» **GIVEN REQUEST**: Can you put the listing below into a Markdown table with the columns Row and Line, giving each line a row number and leaving out blank lines?

» **INPUT ROWS**:
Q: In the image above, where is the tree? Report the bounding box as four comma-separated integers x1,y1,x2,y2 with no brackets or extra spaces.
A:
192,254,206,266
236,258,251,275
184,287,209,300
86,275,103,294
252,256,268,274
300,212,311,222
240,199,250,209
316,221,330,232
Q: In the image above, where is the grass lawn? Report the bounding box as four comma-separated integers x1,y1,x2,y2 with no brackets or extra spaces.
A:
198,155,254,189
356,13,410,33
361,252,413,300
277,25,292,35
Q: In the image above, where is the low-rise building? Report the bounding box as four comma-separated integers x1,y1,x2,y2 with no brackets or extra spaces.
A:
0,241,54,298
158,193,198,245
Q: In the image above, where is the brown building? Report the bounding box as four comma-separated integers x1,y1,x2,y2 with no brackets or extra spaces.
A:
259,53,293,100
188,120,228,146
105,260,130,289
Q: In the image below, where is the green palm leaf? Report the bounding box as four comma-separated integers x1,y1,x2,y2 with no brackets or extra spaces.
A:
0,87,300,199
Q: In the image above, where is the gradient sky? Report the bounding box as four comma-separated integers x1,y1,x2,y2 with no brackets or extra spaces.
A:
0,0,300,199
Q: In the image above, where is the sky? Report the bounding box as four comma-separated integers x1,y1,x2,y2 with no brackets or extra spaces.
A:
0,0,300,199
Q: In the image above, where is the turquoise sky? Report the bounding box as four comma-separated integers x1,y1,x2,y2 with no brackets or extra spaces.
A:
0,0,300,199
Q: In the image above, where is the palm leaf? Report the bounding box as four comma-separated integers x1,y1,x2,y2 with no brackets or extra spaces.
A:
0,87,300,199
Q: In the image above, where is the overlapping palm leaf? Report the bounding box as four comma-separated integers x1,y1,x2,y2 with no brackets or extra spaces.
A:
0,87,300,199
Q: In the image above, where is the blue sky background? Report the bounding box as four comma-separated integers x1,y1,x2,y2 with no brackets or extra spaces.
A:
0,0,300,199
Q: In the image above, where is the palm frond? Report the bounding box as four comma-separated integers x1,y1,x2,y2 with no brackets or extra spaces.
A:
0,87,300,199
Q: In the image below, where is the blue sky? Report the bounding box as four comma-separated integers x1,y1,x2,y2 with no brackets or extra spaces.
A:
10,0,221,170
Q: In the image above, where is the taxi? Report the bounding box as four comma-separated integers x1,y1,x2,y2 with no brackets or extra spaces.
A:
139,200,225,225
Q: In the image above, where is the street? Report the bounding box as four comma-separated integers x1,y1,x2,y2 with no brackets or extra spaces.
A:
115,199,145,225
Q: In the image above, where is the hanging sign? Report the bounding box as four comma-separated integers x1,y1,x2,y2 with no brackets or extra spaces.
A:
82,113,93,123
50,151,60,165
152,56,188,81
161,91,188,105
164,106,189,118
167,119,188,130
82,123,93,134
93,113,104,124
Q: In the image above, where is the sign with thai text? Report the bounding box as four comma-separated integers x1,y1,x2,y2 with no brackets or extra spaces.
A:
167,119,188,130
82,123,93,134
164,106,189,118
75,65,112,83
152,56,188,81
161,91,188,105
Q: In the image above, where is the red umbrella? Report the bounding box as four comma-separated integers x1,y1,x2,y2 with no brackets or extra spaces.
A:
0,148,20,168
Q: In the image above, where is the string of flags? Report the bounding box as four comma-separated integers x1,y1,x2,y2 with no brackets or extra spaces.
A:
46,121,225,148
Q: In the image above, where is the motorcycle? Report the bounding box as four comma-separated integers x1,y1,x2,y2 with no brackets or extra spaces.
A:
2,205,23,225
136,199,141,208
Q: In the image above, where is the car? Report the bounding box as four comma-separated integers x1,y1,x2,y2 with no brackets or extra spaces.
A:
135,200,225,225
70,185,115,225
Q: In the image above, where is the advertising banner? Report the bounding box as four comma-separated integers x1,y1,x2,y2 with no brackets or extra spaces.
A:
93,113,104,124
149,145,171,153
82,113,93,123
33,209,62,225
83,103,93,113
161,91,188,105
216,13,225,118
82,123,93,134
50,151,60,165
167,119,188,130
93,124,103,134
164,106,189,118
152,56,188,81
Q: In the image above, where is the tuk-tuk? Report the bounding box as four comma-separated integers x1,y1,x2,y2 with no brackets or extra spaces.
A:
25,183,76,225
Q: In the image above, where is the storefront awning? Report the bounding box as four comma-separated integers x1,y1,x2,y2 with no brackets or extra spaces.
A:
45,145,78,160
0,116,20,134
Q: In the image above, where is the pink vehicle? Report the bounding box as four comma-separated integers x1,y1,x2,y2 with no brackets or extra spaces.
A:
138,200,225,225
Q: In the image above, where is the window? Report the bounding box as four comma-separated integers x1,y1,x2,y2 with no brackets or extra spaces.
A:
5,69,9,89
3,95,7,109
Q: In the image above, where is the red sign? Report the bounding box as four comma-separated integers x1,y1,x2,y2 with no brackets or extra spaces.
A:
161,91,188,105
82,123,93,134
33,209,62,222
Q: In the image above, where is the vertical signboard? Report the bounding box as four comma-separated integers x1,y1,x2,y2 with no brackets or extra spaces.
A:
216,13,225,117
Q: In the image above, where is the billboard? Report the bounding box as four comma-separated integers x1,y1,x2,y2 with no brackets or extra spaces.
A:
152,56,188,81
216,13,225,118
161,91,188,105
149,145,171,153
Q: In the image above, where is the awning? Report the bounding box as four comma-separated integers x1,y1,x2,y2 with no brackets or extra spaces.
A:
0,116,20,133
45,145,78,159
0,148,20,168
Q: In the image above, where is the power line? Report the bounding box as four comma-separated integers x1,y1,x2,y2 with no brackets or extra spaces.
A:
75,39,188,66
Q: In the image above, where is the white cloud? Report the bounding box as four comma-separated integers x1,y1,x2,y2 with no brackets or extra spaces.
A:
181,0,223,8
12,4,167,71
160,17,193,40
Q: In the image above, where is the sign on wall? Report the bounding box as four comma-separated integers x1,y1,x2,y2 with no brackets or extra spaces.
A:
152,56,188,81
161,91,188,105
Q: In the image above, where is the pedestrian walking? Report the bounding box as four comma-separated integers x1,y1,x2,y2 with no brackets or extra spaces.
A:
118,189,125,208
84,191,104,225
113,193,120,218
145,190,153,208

» **RESULT OF THIS EXERCISE**:
| Row | Line |
|---|---|
| 1 | Q: In the image above, where is the tree? Report the bounding box as four comma-separated integers x1,y1,x2,y2 with no brackets or extra spaces. |
| 2 | A: |
| 3 | 192,254,206,266 |
| 4 | 236,258,251,275 |
| 5 | 184,287,209,300 |
| 6 | 86,275,103,294 |
| 7 | 252,256,268,274 |
| 8 | 300,212,311,222 |
| 9 | 240,199,250,209 |
| 10 | 316,221,330,232 |
| 11 | Q: In the image above, where is the grass lawn? Report the bounding box as four comma-separated integers x1,y1,x2,y2 with no brackets or extra spaces. |
| 12 | A: |
| 13 | 198,155,254,189 |
| 14 | 356,13,410,33 |
| 15 | 361,252,413,300 |
| 16 | 277,25,292,35 |
| 17 | Q: In the image above, where is the low-rise building? Report the bounding box as four comma-separated integers x1,y1,x2,y2 with no brackets or extra spaces. |
| 18 | A: |
| 19 | 0,241,54,298 |
| 20 | 158,193,198,245 |
| 21 | Q: In the image above, where is the brown building? Report the bounding box as four comma-separated integers x1,y1,x2,y2 with no brackets or extra spaces. |
| 22 | A: |
| 23 | 259,53,293,100 |
| 24 | 188,120,228,146 |
| 25 | 105,260,130,289 |
| 26 | Q: In the image below, where is the green palm leaf? Report the bounding box as four comma-separated integers x1,y1,x2,y2 with no brackets or extra spaces. |
| 27 | A: |
| 28 | 0,87,300,199 |
| 29 | Q: In the image above, where is the gradient sky? Report the bounding box as four comma-separated integers x1,y1,x2,y2 with no brackets or extra spaces. |
| 30 | A: |
| 31 | 0,0,300,199 |
| 32 | Q: In the image above, where is the sky? Report the bounding box as four comma-separated integers x1,y1,x2,y2 with no brackets or extra spaces. |
| 33 | A: |
| 34 | 0,0,300,199 |
| 35 | Q: In the image above, where is the turquoise sky? Report the bounding box as four comma-separated integers x1,y1,x2,y2 with no brackets or extra spaces. |
| 36 | A: |
| 37 | 0,0,300,199 |
| 38 | Q: In the image above, where is the palm leaf? Report the bounding box as four comma-separated integers x1,y1,x2,y2 with no brackets or extra spaces. |
| 39 | A: |
| 40 | 0,87,300,199 |
| 41 | Q: In the image above, where is the overlapping palm leaf? Report the bounding box as four comma-separated integers x1,y1,x2,y2 with no brackets or extra spaces. |
| 42 | A: |
| 43 | 0,87,300,199 |
| 44 | Q: In the image above, where is the blue sky background? Report the bounding box as four comma-separated integers x1,y1,x2,y2 with no brackets or extra spaces. |
| 45 | A: |
| 46 | 0,0,300,199 |
| 47 | Q: In the image above, where is the palm frond? Report the bounding box as four comma-separated integers x1,y1,x2,y2 with no brackets or extra spaces. |
| 48 | A: |
| 49 | 0,87,300,199 |
| 50 | Q: In the image below, where is the blue sky? Report the bounding box as four comma-separated integers x1,y1,x2,y2 with no brackets or extra spaces. |
| 51 | A: |
| 52 | 10,0,221,170 |
| 53 | Q: In the image above, where is the taxi? Report the bounding box as four comma-separated integers x1,y1,x2,y2 with no brackets or extra spaces. |
| 54 | A: |
| 55 | 139,200,225,225 |
| 56 | Q: In the image above, where is the street? Report the bounding box as four comma-separated integers x1,y1,x2,y2 with no brackets or extra spaces. |
| 57 | A: |
| 58 | 115,199,145,225 |
| 59 | Q: In the image above, where is the hanging sign? Report the bounding box as four comma-separated integers x1,y1,x2,y2 with no brackets or extra spaces. |
| 60 | A: |
| 61 | 82,113,93,123 |
| 62 | 50,151,60,165 |
| 63 | 152,56,188,81 |
| 64 | 161,91,188,105 |
| 65 | 164,106,189,118 |
| 66 | 167,119,188,130 |
| 67 | 82,123,93,134 |
| 68 | 93,113,104,124 |
| 69 | Q: In the image above, where is the sign with thai text? Report the bounding box as four comma-separated integers x1,y1,x2,y2 with no brackets or extra spaces. |
| 70 | A: |
| 71 | 167,119,188,130 |
| 72 | 82,123,93,134 |
| 73 | 164,106,189,118 |
| 74 | 75,65,112,83 |
| 75 | 152,56,188,81 |
| 76 | 161,91,188,105 |
| 77 | Q: In the image above, where is the red umbrella? Report the bounding box as four comma-separated integers x1,y1,x2,y2 with no brackets or extra spaces. |
| 78 | A: |
| 79 | 0,148,20,168 |
| 80 | Q: In the image above, where is the string of flags? Report the bounding box as four comma-separated integers x1,y1,x2,y2 with no brackets or extra spaces. |
| 81 | A: |
| 82 | 46,121,225,148 |
| 83 | Q: In the image above, where is the motorcycle? Report the bounding box as four comma-separated integers x1,y1,x2,y2 with no brackets or extra spaces. |
| 84 | A: |
| 85 | 2,205,23,225 |
| 86 | 136,199,141,208 |
| 87 | Q: In the image above, where is the car? Report the bounding box as four comma-separated integers x1,y1,x2,y2 with no brackets or extra spaces. |
| 88 | A: |
| 89 | 135,200,225,225 |
| 90 | 70,185,115,225 |
| 91 | Q: In the image above, where is the advertising banner? Report the bounding box as four comma-separated integers x1,y1,x2,y2 with no brackets or extra spaces. |
| 92 | A: |
| 93 | 93,113,104,124 |
| 94 | 149,145,171,153 |
| 95 | 82,113,93,123 |
| 96 | 33,209,62,225 |
| 97 | 83,103,93,113 |
| 98 | 161,91,188,105 |
| 99 | 216,13,225,118 |
| 100 | 82,123,93,134 |
| 101 | 50,151,60,165 |
| 102 | 167,119,188,130 |
| 103 | 93,124,103,134 |
| 104 | 164,106,189,118 |
| 105 | 152,56,188,81 |
| 106 | Q: In the image above, where is the tuk-tuk? Report the bounding box as four comma-separated integers x1,y1,x2,y2 with no brackets or extra spaces. |
| 107 | A: |
| 108 | 25,183,76,225 |
| 109 | Q: In the image above, where is the storefront awning? Report the bounding box as four comma-separated integers x1,y1,x2,y2 with no brackets or extra spaces. |
| 110 | A: |
| 111 | 45,145,78,160 |
| 112 | 0,116,20,134 |
| 113 | Q: In the image above, where is the pink vehicle? Report the bounding box as four comma-separated integers x1,y1,x2,y2 with no brackets or extra spaces. |
| 114 | A: |
| 115 | 138,200,225,225 |
| 116 | Q: In the image above, where is the window? Report the bounding box as four comma-separated integers x1,y1,x2,y2 with no brackets or extra spaces. |
| 117 | A: |
| 118 | 5,69,9,89 |
| 119 | 3,95,7,109 |
| 120 | Q: In the image above, where is the red sign? Report the bounding box as four comma-separated integers x1,y1,x2,y2 with no brackets or extra spaces. |
| 121 | A: |
| 122 | 161,91,188,105 |
| 123 | 82,123,93,134 |
| 124 | 33,209,62,222 |
| 125 | Q: In the image above, where is the vertical signboard? Report the bounding box as four comma-separated integers x1,y1,x2,y2 with no brackets or extra spaces. |
| 126 | A: |
| 127 | 216,13,225,117 |
| 128 | Q: In the image above, where is the billboard? Report the bounding box as four comma-separated integers x1,y1,x2,y2 with no brackets or extra spaces. |
| 129 | A: |
| 130 | 152,56,188,81 |
| 131 | 216,13,225,118 |
| 132 | 161,91,188,105 |
| 133 | 149,145,171,153 |
| 134 | Q: In the image above, where is the awning? Report the bounding box as four comma-separated integers x1,y1,x2,y2 with no brackets or extra spaces. |
| 135 | A: |
| 136 | 0,116,20,133 |
| 137 | 45,145,78,159 |
| 138 | 0,148,20,168 |
| 139 | Q: In the image above, where is the power line? Report the bounding box as four comma-separated integers x1,y1,x2,y2 with no brackets or extra spaces. |
| 140 | A: |
| 141 | 75,39,188,66 |
| 142 | Q: In the image above, where is the white cloud? Report the bounding box as four comma-separated integers x1,y1,x2,y2 with no brackets or extra spaces. |
| 143 | A: |
| 144 | 181,0,223,8 |
| 145 | 12,4,167,71 |
| 146 | 160,17,193,40 |
| 147 | Q: In the image above, where is the sign on wall? Report the bounding box as four comma-separated integers x1,y1,x2,y2 with no brackets or extra spaces. |
| 148 | A: |
| 149 | 152,56,188,81 |
| 150 | 161,91,188,105 |
| 151 | Q: In the image above, where is the pedestrian walking? Report the bounding box as four comma-separated integers x1,y1,x2,y2 with no brackets or extra spaces. |
| 152 | A: |
| 153 | 118,189,125,208 |
| 154 | 84,191,104,225 |
| 155 | 113,193,120,218 |
| 156 | 145,190,153,208 |